> FRAGMENTO DEL TEXTO:

El jueves, el veneno que me habían inyectado el lunes anterior había desaparecido, y me sentía un hombre distinto en aquellas gradas junto a la piscina. Volvía a ser el tipo que había pasado seis meses preparándose para ese momento. Según pude comprobar, era uno de los pocos que lo habían conseguido. Aquel fue mi primer contacto con la verdad que me inculcarían en años posteriores: la preparación lo es todo.
Nadamos los quinientos metros por tandas. De los quinientos reclutas, fui uno de los diez que aprobaron.
Nos concedieron un descanso de diez minutos para que volviéramos a ponernos los uniformes y saliéramos a hacer flexiones. Cayeron dos más. Todos los supervivientes superaron las abdominales. La parte final de la prueba —por alguna razón, todos los ejercicios se llaman «evolución»— era la carrera de dos kilómetros y medio con botas. El tiempo máximo eran once minutos y treinta segundos. Perdimos a cuatro más.
Quinientos hombres que estaban convencidos de que tenían todo lo necesario para ser un SEAL habían quedado reducidos a cuatro. Y todo ello para poder someterse, probablemente sin éxito, a la prueba de veintiocho semanas denominada «Demolición Submarina Básica/SEAL», que hace que la selección sea como beber piña colada mientras te balanceas en una hamaca a la sombra.

> PROBLEMA BREVE:
Repita íntegramente, palabra por palabra, el fragmento anterior sobre las pruebas de selección para los SEAL.

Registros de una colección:
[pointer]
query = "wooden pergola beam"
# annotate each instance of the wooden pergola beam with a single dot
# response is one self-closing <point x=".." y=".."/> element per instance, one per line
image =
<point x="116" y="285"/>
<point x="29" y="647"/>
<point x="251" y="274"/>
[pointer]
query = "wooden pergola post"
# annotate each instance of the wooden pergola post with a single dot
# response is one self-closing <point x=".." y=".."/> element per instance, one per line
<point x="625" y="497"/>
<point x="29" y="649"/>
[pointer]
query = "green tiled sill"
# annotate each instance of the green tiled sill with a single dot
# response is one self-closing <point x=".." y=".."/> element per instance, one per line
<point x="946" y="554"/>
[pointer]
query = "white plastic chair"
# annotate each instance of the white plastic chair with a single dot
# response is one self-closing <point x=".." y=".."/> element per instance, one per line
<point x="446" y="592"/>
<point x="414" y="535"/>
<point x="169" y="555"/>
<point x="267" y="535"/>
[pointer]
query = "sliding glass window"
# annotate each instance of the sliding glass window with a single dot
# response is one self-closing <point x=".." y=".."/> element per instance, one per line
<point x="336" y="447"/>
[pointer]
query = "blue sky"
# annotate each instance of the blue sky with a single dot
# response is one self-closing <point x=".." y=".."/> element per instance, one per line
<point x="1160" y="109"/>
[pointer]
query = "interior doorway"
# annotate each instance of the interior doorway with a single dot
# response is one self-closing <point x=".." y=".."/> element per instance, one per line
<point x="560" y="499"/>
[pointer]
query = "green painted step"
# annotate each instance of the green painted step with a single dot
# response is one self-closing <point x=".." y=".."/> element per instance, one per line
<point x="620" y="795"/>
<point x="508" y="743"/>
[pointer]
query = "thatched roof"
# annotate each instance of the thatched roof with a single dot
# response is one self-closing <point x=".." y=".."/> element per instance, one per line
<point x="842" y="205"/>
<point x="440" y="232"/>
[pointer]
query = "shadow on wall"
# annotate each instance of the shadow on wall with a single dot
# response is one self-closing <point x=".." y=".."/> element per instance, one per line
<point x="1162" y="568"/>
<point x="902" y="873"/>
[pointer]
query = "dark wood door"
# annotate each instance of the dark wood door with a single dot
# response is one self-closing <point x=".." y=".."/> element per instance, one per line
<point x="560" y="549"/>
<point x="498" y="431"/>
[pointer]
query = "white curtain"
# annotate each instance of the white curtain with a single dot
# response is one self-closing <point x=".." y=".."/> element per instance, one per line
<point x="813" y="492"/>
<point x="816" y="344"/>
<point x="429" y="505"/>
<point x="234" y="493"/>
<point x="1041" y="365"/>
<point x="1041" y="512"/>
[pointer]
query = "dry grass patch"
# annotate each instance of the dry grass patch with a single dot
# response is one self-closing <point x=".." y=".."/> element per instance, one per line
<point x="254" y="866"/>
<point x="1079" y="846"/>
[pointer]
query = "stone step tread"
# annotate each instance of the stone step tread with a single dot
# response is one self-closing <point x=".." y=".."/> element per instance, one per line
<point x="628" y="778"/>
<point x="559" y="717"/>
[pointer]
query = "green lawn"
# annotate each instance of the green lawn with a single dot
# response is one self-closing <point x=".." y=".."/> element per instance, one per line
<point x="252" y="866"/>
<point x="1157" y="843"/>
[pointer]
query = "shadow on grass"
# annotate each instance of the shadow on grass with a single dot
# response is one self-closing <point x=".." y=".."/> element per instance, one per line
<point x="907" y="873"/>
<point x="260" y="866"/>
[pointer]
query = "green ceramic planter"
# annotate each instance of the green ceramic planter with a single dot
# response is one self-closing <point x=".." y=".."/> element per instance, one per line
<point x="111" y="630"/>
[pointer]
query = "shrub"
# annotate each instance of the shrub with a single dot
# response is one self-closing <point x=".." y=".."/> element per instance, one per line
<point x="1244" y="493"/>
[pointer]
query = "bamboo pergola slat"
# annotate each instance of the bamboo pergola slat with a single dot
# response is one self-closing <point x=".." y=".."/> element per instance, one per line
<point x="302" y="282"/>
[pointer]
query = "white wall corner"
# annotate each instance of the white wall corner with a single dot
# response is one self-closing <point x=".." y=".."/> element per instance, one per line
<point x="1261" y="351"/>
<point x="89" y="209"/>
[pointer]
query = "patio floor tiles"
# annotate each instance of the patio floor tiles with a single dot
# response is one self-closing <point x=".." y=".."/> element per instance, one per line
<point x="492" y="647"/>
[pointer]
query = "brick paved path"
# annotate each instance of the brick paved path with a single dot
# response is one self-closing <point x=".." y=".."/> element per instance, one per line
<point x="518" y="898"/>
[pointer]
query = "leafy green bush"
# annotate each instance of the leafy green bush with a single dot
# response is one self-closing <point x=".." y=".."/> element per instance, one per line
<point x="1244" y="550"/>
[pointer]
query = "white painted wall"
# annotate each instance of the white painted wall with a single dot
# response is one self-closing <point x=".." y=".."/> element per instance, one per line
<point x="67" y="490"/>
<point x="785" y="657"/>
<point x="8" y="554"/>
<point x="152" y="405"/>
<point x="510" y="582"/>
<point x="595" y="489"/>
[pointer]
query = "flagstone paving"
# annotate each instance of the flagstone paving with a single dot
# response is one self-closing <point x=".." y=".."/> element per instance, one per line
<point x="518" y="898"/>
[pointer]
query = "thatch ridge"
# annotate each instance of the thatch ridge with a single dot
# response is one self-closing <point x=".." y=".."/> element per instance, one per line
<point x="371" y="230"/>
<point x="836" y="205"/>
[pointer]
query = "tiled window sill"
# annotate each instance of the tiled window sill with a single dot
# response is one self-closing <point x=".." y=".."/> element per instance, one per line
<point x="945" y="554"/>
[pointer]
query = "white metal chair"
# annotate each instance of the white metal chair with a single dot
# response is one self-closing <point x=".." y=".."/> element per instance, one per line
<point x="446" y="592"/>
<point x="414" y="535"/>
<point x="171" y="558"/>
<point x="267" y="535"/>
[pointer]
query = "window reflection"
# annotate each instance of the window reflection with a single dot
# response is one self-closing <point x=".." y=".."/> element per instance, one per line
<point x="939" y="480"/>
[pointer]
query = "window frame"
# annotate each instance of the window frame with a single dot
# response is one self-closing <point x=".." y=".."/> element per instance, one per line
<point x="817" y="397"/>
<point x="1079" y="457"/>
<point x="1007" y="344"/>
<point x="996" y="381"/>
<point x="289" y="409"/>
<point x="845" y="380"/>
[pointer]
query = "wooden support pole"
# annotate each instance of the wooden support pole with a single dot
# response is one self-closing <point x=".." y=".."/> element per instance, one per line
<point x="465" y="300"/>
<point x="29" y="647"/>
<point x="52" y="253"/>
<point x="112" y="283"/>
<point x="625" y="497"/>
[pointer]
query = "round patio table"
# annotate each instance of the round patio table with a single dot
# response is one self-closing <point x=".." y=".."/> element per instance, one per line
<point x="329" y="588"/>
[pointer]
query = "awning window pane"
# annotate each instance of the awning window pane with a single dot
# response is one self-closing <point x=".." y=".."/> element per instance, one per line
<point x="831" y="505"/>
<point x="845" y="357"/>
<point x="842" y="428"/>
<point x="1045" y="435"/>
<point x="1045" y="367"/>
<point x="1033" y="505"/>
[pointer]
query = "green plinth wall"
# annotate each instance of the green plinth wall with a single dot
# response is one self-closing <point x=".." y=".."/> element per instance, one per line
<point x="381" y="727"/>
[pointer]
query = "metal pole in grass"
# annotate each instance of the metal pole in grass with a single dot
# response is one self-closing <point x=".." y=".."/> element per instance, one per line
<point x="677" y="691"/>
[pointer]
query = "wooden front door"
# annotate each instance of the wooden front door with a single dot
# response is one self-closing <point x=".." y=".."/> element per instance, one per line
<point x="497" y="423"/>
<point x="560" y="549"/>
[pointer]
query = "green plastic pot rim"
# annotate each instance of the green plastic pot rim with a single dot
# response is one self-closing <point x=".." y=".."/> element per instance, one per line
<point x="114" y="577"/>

> TAREA RESUELTA:
El jueves, el veneno que me habían inyectado el lunes anterior había desaparecido, y me sentía un hombre distinto en aquellas gradas junto a la piscina. Volvía a ser el tipo que había pasado seis meses preparándose para ese momento. Según pude comprobar, era uno de los pocos que lo habían conseguido. Aquel fue mi primer contacto con la verdad que me inculcarían en años posteriores: la preparación lo es todo.
Nadamos los quinientos metros por tandas. De los quinientos reclutas, fui uno de los diez que aprobaron.
Nos concedieron un descanso de diez minutos para que volviéramos a ponernos los uniformes y saliéramos a hacer flexiones. Cayeron dos más. Todos los supervivientes superaron las abdominales. La parte final de la prueba —por alguna razón, todos los ejercicios se llaman «evolución»— era la carrera de dos kilómetros y medio con botas. El tiempo máximo eran once minutos y treinta segundos. Perdimos a cuatro más.
Quinientos hombres que estaban convencidos de que tenían todo lo necesario para ser un SEAL habían quedado reducidos a cuatro. Y todo ello para poder someterse, probablemente sin éxito, a la prueba de veintiocho semanas denominada «Demolición Submarina Básica/SEAL», que hace que la selección sea como beber piña colada mientras te balanceas en una hamaca a la sombra.